------ Records shown
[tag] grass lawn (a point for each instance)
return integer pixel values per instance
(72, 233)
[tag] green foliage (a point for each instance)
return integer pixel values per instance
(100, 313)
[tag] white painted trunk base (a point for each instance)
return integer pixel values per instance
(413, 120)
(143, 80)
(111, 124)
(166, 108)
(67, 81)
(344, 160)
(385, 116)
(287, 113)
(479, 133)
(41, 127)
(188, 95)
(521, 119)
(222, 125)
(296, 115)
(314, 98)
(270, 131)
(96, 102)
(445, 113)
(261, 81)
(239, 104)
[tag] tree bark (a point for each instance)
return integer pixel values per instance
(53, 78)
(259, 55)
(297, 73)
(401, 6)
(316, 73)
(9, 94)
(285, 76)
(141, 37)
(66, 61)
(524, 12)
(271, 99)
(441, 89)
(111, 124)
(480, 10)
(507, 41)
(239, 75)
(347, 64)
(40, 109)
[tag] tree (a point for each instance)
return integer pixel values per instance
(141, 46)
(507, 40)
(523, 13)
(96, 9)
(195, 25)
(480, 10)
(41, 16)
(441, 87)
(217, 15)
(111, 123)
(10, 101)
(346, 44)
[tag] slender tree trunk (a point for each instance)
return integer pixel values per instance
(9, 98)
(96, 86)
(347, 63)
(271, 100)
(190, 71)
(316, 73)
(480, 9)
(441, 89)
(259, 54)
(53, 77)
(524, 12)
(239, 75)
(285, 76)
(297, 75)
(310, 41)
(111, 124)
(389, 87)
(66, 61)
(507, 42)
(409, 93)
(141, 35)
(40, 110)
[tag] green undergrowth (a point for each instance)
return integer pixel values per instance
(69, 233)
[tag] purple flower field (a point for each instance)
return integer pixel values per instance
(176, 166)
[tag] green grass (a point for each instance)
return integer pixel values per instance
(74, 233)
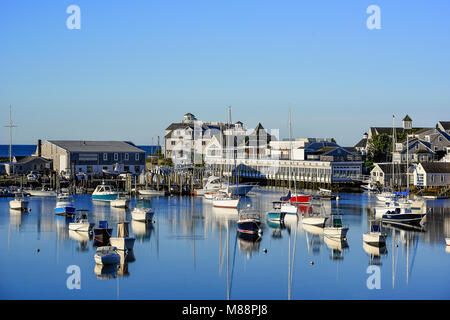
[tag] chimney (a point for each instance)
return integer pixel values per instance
(39, 147)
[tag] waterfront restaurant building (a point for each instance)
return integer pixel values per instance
(91, 157)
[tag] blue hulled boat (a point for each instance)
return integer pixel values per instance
(105, 192)
(64, 205)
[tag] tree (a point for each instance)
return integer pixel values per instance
(379, 147)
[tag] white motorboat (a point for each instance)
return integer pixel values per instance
(370, 187)
(19, 202)
(142, 214)
(289, 208)
(152, 192)
(107, 255)
(120, 202)
(104, 192)
(314, 220)
(123, 241)
(336, 229)
(64, 205)
(226, 200)
(374, 237)
(210, 195)
(42, 192)
(81, 223)
(212, 185)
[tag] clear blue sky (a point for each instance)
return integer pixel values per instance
(136, 66)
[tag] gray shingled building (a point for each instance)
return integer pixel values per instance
(92, 157)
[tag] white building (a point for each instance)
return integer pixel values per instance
(432, 174)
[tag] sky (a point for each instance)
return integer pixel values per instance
(134, 67)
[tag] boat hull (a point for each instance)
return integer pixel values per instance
(120, 203)
(81, 227)
(107, 259)
(142, 215)
(314, 221)
(335, 233)
(248, 227)
(226, 203)
(40, 193)
(18, 205)
(65, 210)
(374, 238)
(122, 243)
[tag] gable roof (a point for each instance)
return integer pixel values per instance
(361, 144)
(445, 124)
(96, 146)
(436, 167)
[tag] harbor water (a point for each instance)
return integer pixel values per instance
(191, 251)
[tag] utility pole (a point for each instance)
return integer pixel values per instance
(10, 126)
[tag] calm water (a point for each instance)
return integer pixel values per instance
(191, 252)
(29, 149)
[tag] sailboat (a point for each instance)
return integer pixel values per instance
(336, 229)
(374, 237)
(19, 202)
(123, 241)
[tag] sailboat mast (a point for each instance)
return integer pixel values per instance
(393, 146)
(290, 147)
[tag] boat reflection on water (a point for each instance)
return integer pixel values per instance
(106, 271)
(142, 230)
(313, 238)
(248, 243)
(375, 253)
(337, 247)
(125, 259)
(83, 239)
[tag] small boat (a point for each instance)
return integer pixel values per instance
(121, 201)
(402, 214)
(81, 223)
(336, 229)
(249, 222)
(152, 192)
(209, 195)
(240, 189)
(42, 192)
(289, 208)
(374, 237)
(142, 214)
(19, 202)
(211, 185)
(226, 200)
(64, 205)
(104, 192)
(107, 255)
(102, 233)
(314, 220)
(276, 215)
(123, 241)
(370, 187)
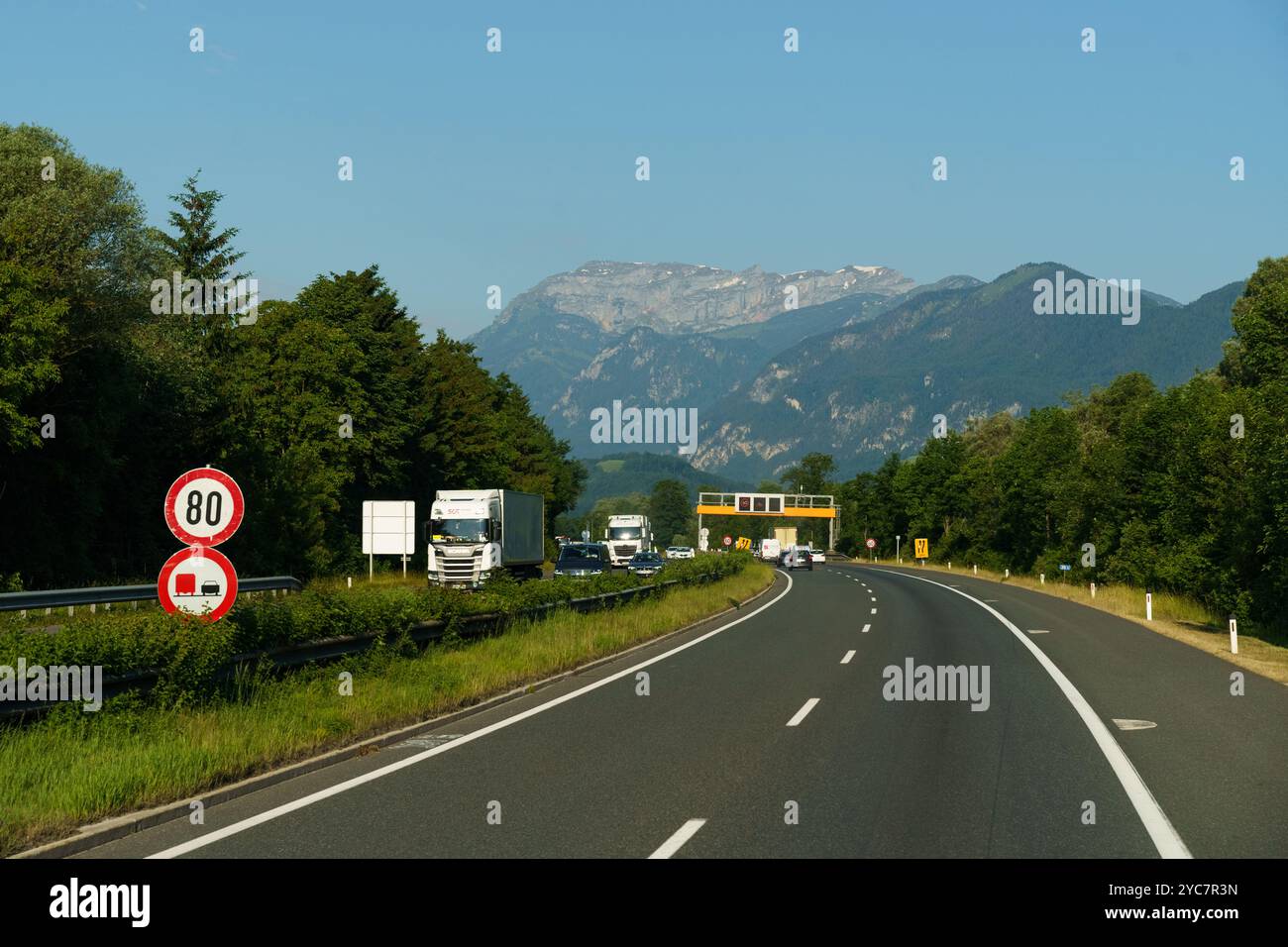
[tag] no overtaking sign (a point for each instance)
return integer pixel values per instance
(202, 509)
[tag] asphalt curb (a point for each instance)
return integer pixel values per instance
(121, 826)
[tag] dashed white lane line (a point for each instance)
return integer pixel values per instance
(682, 835)
(803, 712)
(1134, 724)
(1160, 830)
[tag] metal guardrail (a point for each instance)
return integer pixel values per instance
(287, 656)
(110, 594)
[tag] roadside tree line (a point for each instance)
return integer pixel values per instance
(325, 401)
(1184, 489)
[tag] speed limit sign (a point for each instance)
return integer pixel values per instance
(204, 506)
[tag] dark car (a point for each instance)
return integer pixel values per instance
(645, 565)
(583, 560)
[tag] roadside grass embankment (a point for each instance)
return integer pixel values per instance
(71, 768)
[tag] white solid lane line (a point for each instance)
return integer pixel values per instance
(803, 711)
(1162, 832)
(447, 748)
(682, 835)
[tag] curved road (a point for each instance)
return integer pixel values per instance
(763, 735)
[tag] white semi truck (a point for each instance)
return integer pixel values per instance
(475, 532)
(627, 534)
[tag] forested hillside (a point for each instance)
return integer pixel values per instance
(1181, 488)
(326, 401)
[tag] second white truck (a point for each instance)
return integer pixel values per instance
(627, 534)
(475, 532)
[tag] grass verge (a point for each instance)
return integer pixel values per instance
(72, 768)
(1175, 616)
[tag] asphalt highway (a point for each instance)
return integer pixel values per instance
(769, 733)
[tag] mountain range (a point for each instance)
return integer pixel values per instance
(858, 369)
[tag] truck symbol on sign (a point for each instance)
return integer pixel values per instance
(185, 583)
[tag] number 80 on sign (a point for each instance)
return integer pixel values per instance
(204, 506)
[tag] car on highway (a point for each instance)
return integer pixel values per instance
(583, 560)
(799, 558)
(645, 565)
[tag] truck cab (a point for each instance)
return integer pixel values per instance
(626, 535)
(475, 532)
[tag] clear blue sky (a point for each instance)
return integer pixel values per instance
(475, 169)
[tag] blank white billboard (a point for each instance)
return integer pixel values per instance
(389, 527)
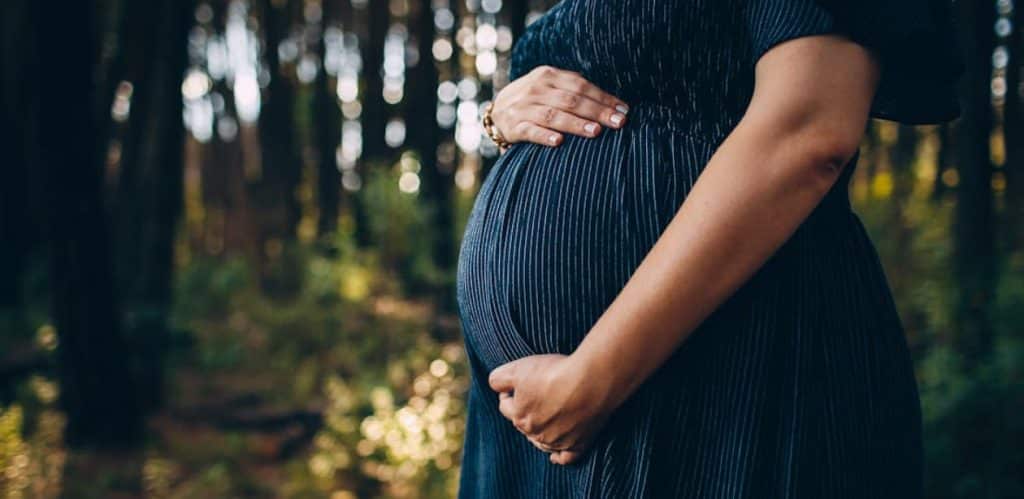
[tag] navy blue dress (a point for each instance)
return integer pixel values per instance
(800, 385)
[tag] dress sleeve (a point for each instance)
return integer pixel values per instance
(913, 40)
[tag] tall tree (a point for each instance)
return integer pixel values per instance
(974, 253)
(273, 193)
(150, 184)
(327, 126)
(96, 387)
(425, 138)
(14, 226)
(375, 109)
(1013, 129)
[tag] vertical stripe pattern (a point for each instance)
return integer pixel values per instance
(800, 385)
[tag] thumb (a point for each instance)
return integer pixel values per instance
(504, 377)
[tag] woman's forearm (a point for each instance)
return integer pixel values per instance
(753, 195)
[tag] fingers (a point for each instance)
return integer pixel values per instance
(565, 457)
(506, 405)
(586, 110)
(556, 119)
(572, 82)
(526, 130)
(503, 377)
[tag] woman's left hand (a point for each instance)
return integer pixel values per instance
(553, 403)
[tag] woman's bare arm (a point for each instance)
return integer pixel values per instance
(805, 122)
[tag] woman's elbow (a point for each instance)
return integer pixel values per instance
(818, 154)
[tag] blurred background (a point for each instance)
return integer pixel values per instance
(229, 231)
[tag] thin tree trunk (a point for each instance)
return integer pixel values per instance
(375, 109)
(974, 254)
(425, 138)
(273, 193)
(943, 160)
(1014, 134)
(327, 124)
(96, 387)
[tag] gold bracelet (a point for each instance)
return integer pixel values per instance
(488, 126)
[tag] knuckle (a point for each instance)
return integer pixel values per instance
(570, 100)
(549, 114)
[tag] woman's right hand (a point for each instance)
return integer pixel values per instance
(548, 100)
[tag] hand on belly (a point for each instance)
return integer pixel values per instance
(549, 400)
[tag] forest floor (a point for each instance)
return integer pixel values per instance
(275, 400)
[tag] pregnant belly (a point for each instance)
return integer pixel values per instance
(555, 233)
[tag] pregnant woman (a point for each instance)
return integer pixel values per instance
(663, 288)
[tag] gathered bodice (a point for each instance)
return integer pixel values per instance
(693, 57)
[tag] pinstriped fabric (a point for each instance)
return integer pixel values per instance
(800, 385)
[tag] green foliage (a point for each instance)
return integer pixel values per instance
(400, 224)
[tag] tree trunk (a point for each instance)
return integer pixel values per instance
(150, 186)
(974, 252)
(327, 125)
(273, 193)
(375, 109)
(1013, 130)
(425, 137)
(96, 386)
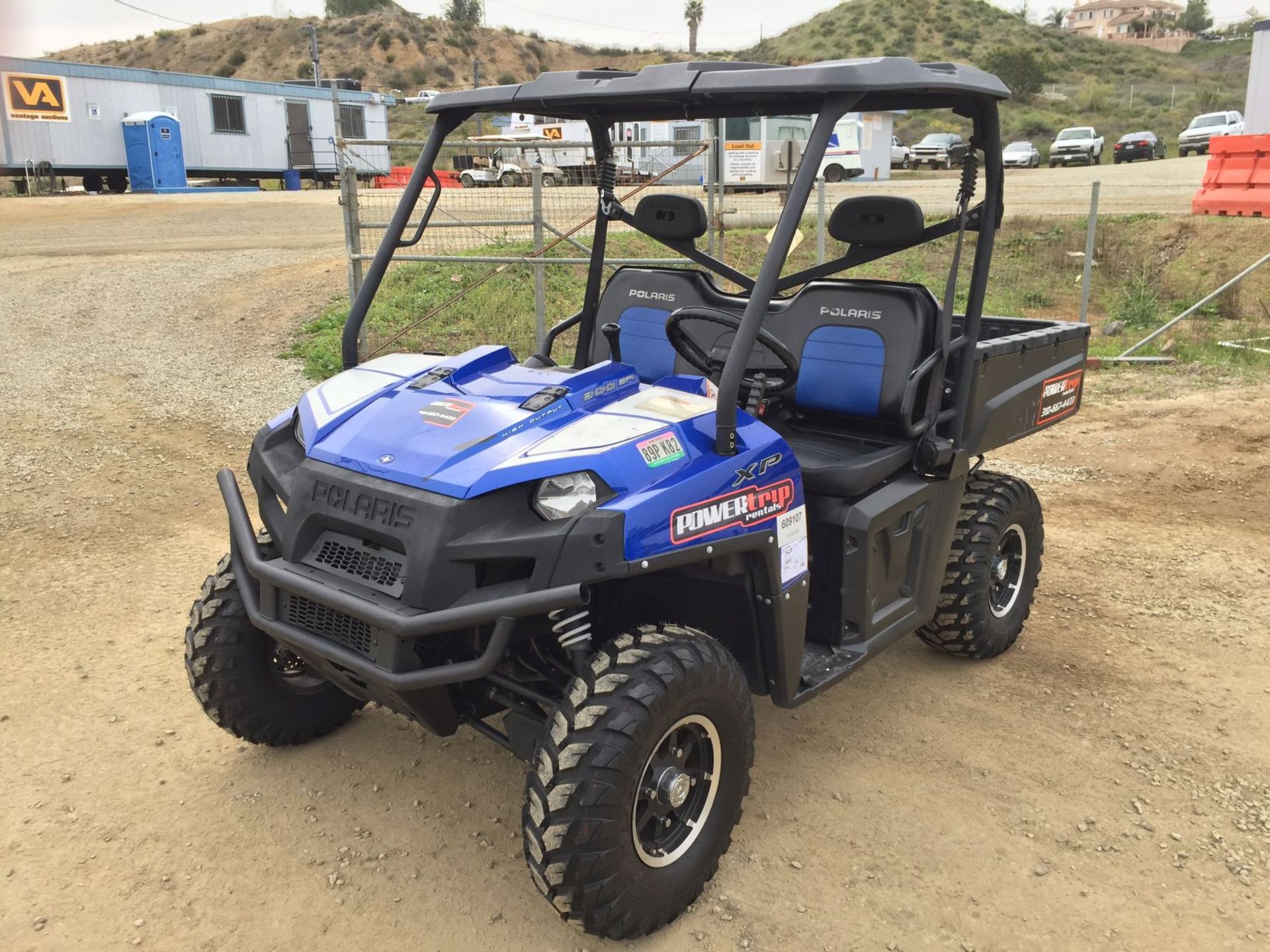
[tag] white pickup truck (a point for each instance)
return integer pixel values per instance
(1079, 143)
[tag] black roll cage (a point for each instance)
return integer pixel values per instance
(949, 367)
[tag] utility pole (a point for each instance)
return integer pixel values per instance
(334, 93)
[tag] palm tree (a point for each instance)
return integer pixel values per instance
(694, 12)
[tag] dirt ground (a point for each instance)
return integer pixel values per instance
(84, 225)
(1104, 786)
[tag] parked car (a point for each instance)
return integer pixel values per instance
(1138, 145)
(1078, 143)
(940, 150)
(1194, 138)
(1020, 155)
(901, 155)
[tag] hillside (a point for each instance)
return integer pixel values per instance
(384, 50)
(1117, 88)
(1089, 79)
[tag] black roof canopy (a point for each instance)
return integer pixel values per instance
(718, 89)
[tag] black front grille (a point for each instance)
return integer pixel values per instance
(357, 559)
(364, 564)
(329, 623)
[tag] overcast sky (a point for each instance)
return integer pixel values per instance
(34, 27)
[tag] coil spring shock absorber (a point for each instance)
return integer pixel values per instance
(572, 631)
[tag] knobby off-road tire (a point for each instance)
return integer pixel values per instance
(992, 569)
(652, 695)
(244, 682)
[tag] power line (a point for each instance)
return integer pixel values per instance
(171, 19)
(610, 26)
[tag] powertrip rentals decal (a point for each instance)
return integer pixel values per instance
(740, 507)
(444, 413)
(661, 450)
(1060, 397)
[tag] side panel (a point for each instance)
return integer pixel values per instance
(1024, 381)
(878, 564)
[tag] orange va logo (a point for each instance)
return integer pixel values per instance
(44, 95)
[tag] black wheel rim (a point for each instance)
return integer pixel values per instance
(676, 791)
(1006, 571)
(294, 673)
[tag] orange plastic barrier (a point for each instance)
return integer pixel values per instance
(1238, 179)
(400, 175)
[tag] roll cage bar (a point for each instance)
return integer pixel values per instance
(969, 93)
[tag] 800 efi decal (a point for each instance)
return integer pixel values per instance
(1060, 397)
(741, 507)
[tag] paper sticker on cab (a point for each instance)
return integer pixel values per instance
(742, 507)
(1060, 397)
(444, 413)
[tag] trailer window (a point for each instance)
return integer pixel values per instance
(352, 122)
(228, 113)
(741, 128)
(686, 134)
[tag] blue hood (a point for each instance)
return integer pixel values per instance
(492, 423)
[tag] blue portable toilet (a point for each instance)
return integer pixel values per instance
(157, 160)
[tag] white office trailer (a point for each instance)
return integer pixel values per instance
(755, 151)
(63, 118)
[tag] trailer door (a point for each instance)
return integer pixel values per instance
(300, 143)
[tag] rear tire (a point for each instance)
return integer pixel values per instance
(992, 571)
(653, 701)
(245, 682)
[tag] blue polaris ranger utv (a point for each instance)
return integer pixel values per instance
(597, 559)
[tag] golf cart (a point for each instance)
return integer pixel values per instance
(509, 165)
(596, 559)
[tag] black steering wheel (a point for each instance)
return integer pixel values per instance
(779, 377)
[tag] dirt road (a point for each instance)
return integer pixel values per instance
(1104, 786)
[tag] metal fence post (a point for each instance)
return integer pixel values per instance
(540, 288)
(352, 234)
(712, 157)
(820, 220)
(1089, 252)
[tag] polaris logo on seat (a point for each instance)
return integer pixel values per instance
(746, 507)
(851, 313)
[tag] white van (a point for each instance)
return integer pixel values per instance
(1194, 138)
(842, 158)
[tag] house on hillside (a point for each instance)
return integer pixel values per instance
------------
Short problem:
Retype, exactly and only, the lines running from the one with "[tag] blue polaris" through the final line of the listing above.

Final result:
[tag] blue polaris ranger utv (a point for each instance)
return integer pixel values per instance
(597, 559)
[tag] golf cart (a point for each instance)
return integer pixel values per instance
(509, 165)
(596, 559)
[tag] black steering wheel (a point for each instance)
return integer pixel values per instance
(779, 377)
[tag] dirt road (a point for each instance)
return integer pixel values per instance
(1104, 786)
[tag] metal fence post (a point for each instance)
return integer pixel values per instance
(540, 288)
(352, 234)
(712, 157)
(820, 220)
(1089, 252)
[tag] polaris logo on seat (a point for each instance)
return integer pixel values per instance
(746, 507)
(851, 313)
[tag] white van (a point for each instance)
return integer pixel values per instance
(1194, 138)
(842, 158)
[tag] house on hillside (a point for each instance)
return integer pixel values per instance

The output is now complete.